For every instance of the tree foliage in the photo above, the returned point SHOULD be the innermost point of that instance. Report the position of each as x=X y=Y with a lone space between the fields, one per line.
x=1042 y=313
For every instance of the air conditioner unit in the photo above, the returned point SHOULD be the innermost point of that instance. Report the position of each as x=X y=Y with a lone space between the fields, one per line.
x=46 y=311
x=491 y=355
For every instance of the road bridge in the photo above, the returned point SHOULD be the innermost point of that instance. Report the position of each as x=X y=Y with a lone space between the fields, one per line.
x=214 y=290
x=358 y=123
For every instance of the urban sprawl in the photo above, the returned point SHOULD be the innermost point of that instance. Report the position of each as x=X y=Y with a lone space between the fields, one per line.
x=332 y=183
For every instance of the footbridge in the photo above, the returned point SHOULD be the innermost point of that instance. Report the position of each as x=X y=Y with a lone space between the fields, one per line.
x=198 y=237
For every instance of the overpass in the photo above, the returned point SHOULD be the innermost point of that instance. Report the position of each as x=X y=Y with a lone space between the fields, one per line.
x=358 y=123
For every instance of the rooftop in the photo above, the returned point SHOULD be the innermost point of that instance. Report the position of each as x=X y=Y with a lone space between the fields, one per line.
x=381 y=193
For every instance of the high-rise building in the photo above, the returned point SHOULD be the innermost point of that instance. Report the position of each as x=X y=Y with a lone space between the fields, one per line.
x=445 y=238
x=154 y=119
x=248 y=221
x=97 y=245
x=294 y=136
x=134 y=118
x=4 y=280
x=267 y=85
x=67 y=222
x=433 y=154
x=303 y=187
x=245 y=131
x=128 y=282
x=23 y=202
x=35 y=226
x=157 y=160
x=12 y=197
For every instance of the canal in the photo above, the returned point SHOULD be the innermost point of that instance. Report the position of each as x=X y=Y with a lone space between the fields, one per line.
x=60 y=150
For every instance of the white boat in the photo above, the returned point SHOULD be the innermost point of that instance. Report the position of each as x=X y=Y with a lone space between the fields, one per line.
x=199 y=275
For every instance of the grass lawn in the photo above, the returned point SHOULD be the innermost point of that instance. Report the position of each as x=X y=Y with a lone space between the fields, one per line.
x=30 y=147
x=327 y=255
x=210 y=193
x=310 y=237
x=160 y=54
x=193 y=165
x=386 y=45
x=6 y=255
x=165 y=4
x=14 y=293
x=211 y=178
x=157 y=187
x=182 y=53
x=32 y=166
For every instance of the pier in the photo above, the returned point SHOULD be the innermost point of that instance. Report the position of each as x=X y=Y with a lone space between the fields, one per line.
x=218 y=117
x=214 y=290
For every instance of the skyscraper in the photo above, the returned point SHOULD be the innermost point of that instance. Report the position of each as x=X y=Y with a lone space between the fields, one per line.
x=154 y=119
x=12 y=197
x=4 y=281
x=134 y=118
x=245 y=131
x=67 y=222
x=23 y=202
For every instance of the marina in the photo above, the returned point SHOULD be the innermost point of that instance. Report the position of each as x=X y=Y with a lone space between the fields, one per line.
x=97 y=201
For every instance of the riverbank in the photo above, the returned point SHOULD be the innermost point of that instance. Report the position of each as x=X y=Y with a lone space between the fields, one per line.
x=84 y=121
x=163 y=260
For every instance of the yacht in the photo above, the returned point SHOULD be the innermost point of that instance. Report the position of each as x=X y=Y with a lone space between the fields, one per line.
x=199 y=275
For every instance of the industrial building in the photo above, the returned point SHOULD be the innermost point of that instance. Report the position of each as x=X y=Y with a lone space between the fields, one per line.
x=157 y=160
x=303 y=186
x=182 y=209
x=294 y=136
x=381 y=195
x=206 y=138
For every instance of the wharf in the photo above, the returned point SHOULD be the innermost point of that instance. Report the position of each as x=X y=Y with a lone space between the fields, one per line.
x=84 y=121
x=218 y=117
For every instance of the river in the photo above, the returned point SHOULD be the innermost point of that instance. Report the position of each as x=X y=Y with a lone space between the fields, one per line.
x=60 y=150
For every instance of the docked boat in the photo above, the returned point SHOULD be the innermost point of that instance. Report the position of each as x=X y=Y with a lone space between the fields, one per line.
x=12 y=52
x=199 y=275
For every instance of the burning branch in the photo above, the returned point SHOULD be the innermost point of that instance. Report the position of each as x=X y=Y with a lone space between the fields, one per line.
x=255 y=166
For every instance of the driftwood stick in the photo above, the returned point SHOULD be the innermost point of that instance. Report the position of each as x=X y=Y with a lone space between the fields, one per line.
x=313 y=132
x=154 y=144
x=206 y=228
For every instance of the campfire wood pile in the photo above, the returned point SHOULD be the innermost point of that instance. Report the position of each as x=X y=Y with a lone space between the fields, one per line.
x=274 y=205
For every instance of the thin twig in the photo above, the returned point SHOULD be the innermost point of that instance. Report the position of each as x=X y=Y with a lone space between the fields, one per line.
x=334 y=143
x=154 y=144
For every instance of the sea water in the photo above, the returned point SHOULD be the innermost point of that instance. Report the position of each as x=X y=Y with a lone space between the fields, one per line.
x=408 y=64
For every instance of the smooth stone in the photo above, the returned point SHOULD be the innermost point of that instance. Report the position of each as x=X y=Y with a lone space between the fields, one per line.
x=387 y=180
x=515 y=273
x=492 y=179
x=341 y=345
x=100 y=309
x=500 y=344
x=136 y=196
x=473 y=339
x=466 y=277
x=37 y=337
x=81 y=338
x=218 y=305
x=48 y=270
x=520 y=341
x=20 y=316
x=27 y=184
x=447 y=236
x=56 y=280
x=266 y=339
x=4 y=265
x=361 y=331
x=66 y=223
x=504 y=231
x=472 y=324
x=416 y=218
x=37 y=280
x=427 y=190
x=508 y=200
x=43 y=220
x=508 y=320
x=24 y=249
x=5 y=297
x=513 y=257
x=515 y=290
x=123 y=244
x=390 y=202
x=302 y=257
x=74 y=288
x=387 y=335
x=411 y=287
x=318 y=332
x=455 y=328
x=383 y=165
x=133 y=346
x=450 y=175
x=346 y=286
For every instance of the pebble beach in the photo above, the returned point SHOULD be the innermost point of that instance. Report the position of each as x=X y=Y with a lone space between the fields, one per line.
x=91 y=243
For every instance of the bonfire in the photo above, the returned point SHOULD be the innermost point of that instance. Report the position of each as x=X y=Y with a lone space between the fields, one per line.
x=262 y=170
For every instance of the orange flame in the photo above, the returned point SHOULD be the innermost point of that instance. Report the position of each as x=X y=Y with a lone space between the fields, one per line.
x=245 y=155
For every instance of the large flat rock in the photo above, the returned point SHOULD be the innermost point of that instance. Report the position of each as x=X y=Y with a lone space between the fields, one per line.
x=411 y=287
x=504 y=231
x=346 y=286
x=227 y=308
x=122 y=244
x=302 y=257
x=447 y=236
◇ ◇ ◇ ◇
— What you need to do —
Copy out all of the lines above, word for word, without changing anything.

— Result of the exercise —
For every instance of the tree foliage in the photo above, the returned point SHOULD be the innermost point of that instance. Report the position of each as x=X y=Y with a lone space between the fields, one per line.
x=1042 y=313
For every instance of the air conditioner unit in the photo above, the returned point SHOULD be the innermost point of that instance. Report the position of each as x=X y=Y with a lone space between the fields, one per line.
x=46 y=311
x=491 y=355
For every instance of the road bridge in the photo above, the returned point SHOULD be the innermost point of that instance. Report the position of each as x=X y=Y with a lone space between the fields, one per line.
x=214 y=290
x=358 y=123
For every instance of the urban sprawl in the photo above, the returned point SHOULD be the innermost point of that instance. Report the position of each as x=X y=Y with a lone space between the fields, one per line.
x=332 y=183
For every instance of the footbridge in the photo above, the returned point SHOULD be the innermost point of that instance. Report the position of each as x=X y=Y with a lone space between the fields, one per line.
x=198 y=237
For every instance of the overpass in the photo above, the returned point SHOULD be the innermost point of that instance. Report the position of each as x=X y=Y with a lone space between the fields, one per line.
x=358 y=123
For every instance of the rooftop in the photo above, the returned point SHOULD be the innermost point of that instance. Report the position of each as x=X y=Y with a lone space between the fields, one per line.
x=381 y=193
For every instance of the high-rise building in the photo above, the returned point SHOULD be the innermost point of that instance. Report the position of each as x=X y=Y with a lone space between the fields, one per line.
x=445 y=238
x=154 y=119
x=248 y=221
x=97 y=245
x=294 y=136
x=134 y=118
x=4 y=280
x=267 y=85
x=67 y=222
x=433 y=154
x=303 y=187
x=245 y=131
x=128 y=282
x=23 y=202
x=35 y=226
x=157 y=160
x=12 y=197
For every instance of the canal in the photo above, the returned point SHOULD be the innermost point of that instance. Report the position of each as x=X y=Y with a lone space between the fields, one per line.
x=60 y=150
For every instance of the white boat in the photo above, the returned point SHOULD be the innermost point of that instance. Report the position of each as x=X y=Y with a lone space between the fields, one per line.
x=199 y=275
For every instance of the grass lawn in the photo above, the returned point SHOULD be the innermost point of that instance. Report the position of each as x=X y=Y with a lone space between the fields, one per line.
x=30 y=147
x=327 y=255
x=210 y=193
x=310 y=237
x=160 y=54
x=193 y=165
x=386 y=45
x=6 y=255
x=165 y=4
x=14 y=293
x=211 y=178
x=157 y=187
x=182 y=53
x=32 y=166
For every instance of the pier in the photo above, the returned point SHOULD be the innermost point of that instance. Report the position of each as x=X y=Y with a lone space between the fields, one per line.
x=218 y=117
x=214 y=290
For every instance of the skyscraper in the photo above, the returned point SHOULD be the innermost point of that instance. Report the position of each as x=X y=Y with a lone space between the fields, one per line.
x=154 y=119
x=12 y=197
x=4 y=281
x=134 y=118
x=245 y=131
x=67 y=222
x=23 y=202
For every instance of the marina in the photo above, the returned point SHOULD be the innermost point of that instance. Report the position of each as x=X y=Y with a lone space between the fields, one per line.
x=97 y=201
For every instance of the riverbank in the photo above, the returned point SHOULD be the innermost point of that instance. Report the position of each as x=X y=Y with a lone space between the fields, one per line.
x=84 y=121
x=163 y=260
For every instance of the yacht in the photo above, the returned point SHOULD be the innermost point of that instance. Report the position of each as x=X y=Y with a lone space between the fields, one per line.
x=199 y=275
For every instance of the industrial building in the photo above, the returned point SHOULD be the innermost point of that instance. Report the position of each as x=X y=Y with a lone space between the fields, one per line.
x=157 y=160
x=303 y=186
x=182 y=209
x=294 y=136
x=381 y=195
x=206 y=138
For every instance of the wharf in the photo above, the returned point SHOULD be the innermost point of that instance. Report the position of each as x=X y=Y with a lone space between the fields, one per line.
x=84 y=121
x=218 y=117
For every instance of the river in the photo above, the returned point SHOULD be the innermost point of that instance. Report the position of each as x=X y=Y with a lone space between the fields, one per line.
x=60 y=150
For every instance of the docked boat in the photo above, the returned point SHOULD be the innermost point of that instance. Report the position of each as x=X y=Y with a lone space between the fields, one per line.
x=12 y=52
x=199 y=275
For every instance of the burning branch in the photo above, the returned point SHOULD be the innermost point of that instance. Report the position of each as x=X y=Y with a lone space between the fields, one per line.
x=255 y=166
For every instance of the driftwood stick in the photo above, the returned point SHOULD be the innermost point of that instance. Report the position of each as x=X y=Y with a lone space between the fields, one per line.
x=313 y=132
x=154 y=144
x=206 y=228
For every instance of the campfire wood pile in the photo above, the returned point SHOULD be the innermost point of that instance. Report the position of each as x=X y=Y with a lone space between the fields, one per line.
x=274 y=205
For every instance of the thin twig in the photo above, the returned point SHOULD be the innermost point of that instance. Report the position of each as x=X y=Y with a lone space between the fields, one per line.
x=334 y=143
x=154 y=144
For every instance of the sea water in the photo above, the returned point SHOULD be the innermost point of that instance. Report the position of each as x=X y=Y with a lone space between the fields, one per line.
x=408 y=64
For every instance of the smooth stone in the photo above, the returned point SHOULD be the innermost point of that instance. Report the position of each as x=X y=Y with a lone space between the fields, one per line.
x=387 y=180
x=515 y=273
x=492 y=179
x=341 y=345
x=100 y=309
x=500 y=344
x=136 y=196
x=473 y=339
x=466 y=277
x=37 y=337
x=81 y=338
x=218 y=305
x=48 y=270
x=520 y=341
x=20 y=316
x=27 y=184
x=447 y=236
x=56 y=280
x=266 y=339
x=4 y=265
x=361 y=331
x=66 y=223
x=504 y=231
x=472 y=324
x=416 y=218
x=37 y=280
x=427 y=190
x=508 y=200
x=43 y=220
x=508 y=320
x=24 y=249
x=5 y=297
x=513 y=257
x=515 y=290
x=123 y=244
x=390 y=202
x=302 y=257
x=74 y=288
x=387 y=335
x=411 y=287
x=318 y=332
x=455 y=328
x=383 y=165
x=133 y=346
x=450 y=175
x=346 y=286
For every instance of the pebble beach in the photo above, the returned point SHOULD be the innermost point of that instance. Report the position of each as x=X y=Y with a lone space between the fields, one per line.
x=91 y=243
For every instance of the bonfire in the photo above, the returned point SHOULD be the innermost point of that instance. Report the position of each as x=X y=Y with a lone space between the fields, one per line.
x=262 y=170
For every instance of the orange flame in the photo above, the returned point SHOULD be the innermost point of that instance. Report the position of each as x=X y=Y with a lone space between the fields, one per line.
x=245 y=155
For every instance of the large flat rock in the photo above, the returned point SHOULD be the innermost point of that instance. Report the position of each as x=X y=Y with a lone space between the fields, one per line.
x=411 y=287
x=504 y=231
x=346 y=286
x=227 y=308
x=122 y=244
x=302 y=257
x=447 y=236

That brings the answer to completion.